[Passage provided]:
— begin —

It’s been far, far too long since I posted a book review to this blog. To encourage myself to get back in the spirit of things, I’m planning to tackle a series of reviews about Trollope’s Barsetshire novels (which I have just finished) and his Palliser novels (which I am still working my way through). Ideally, I suppose I should start the reviews with the first of the Barsetshire novels, since they technically come before the Palliser novels in chronological order, but apparently I have strong enough feelings on the first Palliser novel to want to make a start with it here.

Can You Forgive Her? by Anthony Trollope

The general plot of Can You Forgive Her? revolves around the love and matrimonial choices made by three women: Alice Vavasor, her aunt Arabella Greenow (née Vavasor), and her cousin Lady Glencora Palliser (née M’Cluskie). Alice is engaged to the quiet, kind, and dependable John Grey — whose name almost summarises his general character — but she is faltering at the thought of subsuming her personality and interests to her husband’s opinion of what a good wife should be. Lady Glencora, a young heiress who at her extended family’s insistence was all but shoved into marriage with the colourless Plantagenet Palliser, still finds herself in love with her former beau, the handsome but dangerously spendthrift Burgo Fitzgerald. Only Arabella Greenow seems to find some enjoyment in her life — as a rich widow just on the point of middle age, she keeps up an almost theatrical level of mourning for her late husband even as she stakes her claim to the affections of two rival suitors. As all three women teeter on the edge of making and un-making up their minds about their relationships, and risk placing themselves in the hands of men who might not be best suited to their temperaments or positions in life, Trollope shows the financial and political effects of their choices and their struggles to make the best of their varied (but not entirely dissimilar) situations.

This book, the first in the Palliser series of novels, sets up the personal and political milieu that will span the full six-volume series. As a reworking of Trollope’s unsuccessful play The Noble Jilt, Can You Forgive Her? is comparatively light on politics, at least when it comes to the substance of parliamentary debates and Cabinet-level wheeling and dealing, though it does touch on the difficulty of securing a Commons seat without ready money to spend on courting the voters. All the same, the Houses of Parliament overshadow many of the characters’ actions and decisions, particularly when Plantagenet Palliser must make a bold decision to save his marriage at the (possible) cost of his rising political career. (Of course, since this is only the first book in the series, the modern reader will know that the decision is not quite so life-or-death as it seems to the characters.) And it touches on a theme that will recur, with variations, in later novels: the role that women have in political life, and the spheres in which they can attempt exercise their power to help or hinder the men in their lives.

— end —

[Object pointing dataset listing]:
— begin —

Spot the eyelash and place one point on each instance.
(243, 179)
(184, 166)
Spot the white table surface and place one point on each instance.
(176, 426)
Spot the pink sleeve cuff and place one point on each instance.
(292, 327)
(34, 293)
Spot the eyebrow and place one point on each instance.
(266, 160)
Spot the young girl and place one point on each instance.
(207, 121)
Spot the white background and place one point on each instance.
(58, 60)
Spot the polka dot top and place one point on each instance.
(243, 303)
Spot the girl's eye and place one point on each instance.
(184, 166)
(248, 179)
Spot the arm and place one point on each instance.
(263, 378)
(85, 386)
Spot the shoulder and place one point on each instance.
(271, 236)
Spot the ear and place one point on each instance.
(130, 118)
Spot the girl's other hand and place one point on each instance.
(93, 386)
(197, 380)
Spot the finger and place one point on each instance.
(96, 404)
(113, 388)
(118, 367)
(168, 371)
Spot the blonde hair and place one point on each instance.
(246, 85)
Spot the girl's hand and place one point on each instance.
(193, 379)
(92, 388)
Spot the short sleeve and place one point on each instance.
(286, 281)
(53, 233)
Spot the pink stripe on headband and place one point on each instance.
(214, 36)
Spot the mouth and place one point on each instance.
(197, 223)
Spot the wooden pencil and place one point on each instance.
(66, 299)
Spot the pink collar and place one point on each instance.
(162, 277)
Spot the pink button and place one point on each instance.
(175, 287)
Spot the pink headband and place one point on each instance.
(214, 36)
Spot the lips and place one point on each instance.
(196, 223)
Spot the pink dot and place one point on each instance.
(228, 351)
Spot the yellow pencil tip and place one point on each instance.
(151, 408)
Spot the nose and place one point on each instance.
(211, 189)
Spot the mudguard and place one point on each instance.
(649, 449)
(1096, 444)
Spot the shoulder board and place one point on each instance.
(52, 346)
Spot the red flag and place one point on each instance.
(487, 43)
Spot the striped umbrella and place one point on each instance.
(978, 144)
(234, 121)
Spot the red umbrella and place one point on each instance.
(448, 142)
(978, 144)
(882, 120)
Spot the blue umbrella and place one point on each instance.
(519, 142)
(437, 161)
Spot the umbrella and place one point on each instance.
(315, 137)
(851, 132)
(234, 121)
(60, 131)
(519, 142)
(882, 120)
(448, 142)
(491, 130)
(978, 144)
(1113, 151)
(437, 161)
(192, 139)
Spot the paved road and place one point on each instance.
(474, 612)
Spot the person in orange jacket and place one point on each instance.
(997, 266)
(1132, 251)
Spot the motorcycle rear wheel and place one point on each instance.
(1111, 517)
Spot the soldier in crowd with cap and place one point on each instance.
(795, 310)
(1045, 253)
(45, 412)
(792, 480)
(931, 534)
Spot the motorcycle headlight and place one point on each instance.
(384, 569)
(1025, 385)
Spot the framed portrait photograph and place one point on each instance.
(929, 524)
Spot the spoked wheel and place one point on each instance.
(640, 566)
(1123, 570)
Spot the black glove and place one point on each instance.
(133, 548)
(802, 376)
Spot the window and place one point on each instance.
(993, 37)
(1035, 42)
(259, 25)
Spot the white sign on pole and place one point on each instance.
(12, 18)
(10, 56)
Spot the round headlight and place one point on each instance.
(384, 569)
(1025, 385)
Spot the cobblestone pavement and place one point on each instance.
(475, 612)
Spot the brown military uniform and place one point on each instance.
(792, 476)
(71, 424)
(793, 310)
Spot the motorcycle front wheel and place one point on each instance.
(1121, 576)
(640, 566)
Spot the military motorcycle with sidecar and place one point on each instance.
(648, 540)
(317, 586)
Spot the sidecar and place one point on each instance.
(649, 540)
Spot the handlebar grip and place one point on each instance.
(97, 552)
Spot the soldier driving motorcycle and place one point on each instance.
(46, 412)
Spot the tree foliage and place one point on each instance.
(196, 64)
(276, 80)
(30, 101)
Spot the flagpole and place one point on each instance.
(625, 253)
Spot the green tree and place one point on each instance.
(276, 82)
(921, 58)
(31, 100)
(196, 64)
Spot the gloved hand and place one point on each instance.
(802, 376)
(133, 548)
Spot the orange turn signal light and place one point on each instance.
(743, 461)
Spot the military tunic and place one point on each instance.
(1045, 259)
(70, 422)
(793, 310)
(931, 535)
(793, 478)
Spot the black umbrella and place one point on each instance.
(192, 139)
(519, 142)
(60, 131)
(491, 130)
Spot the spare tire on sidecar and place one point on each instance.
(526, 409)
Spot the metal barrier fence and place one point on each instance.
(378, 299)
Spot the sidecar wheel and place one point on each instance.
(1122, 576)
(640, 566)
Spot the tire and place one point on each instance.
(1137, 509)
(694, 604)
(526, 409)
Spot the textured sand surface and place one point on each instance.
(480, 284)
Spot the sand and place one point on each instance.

— end —

[Goal]:
For each statement, say yes or no depending on whether the book review agrees with it, and quote the words from the review that decide it. (a) Alice Vavasor is engaged to John Grey. (b) Can You Forgive Her? deals heavily with the substance of parliamentary debates. (c) The reviewer has finished reading the Palliser novels. The listing has no role in this exercise.

[Solved problem]:
(a) Yes: "Alice is engaged to the quiet, kind, and dependable John Grey"
(b) No: "Can You Forgive Her? is comparatively light on politics, at least when it comes to the substance of parliamentary debates"
(c) No: "his Palliser novels (which I am still working my way through)"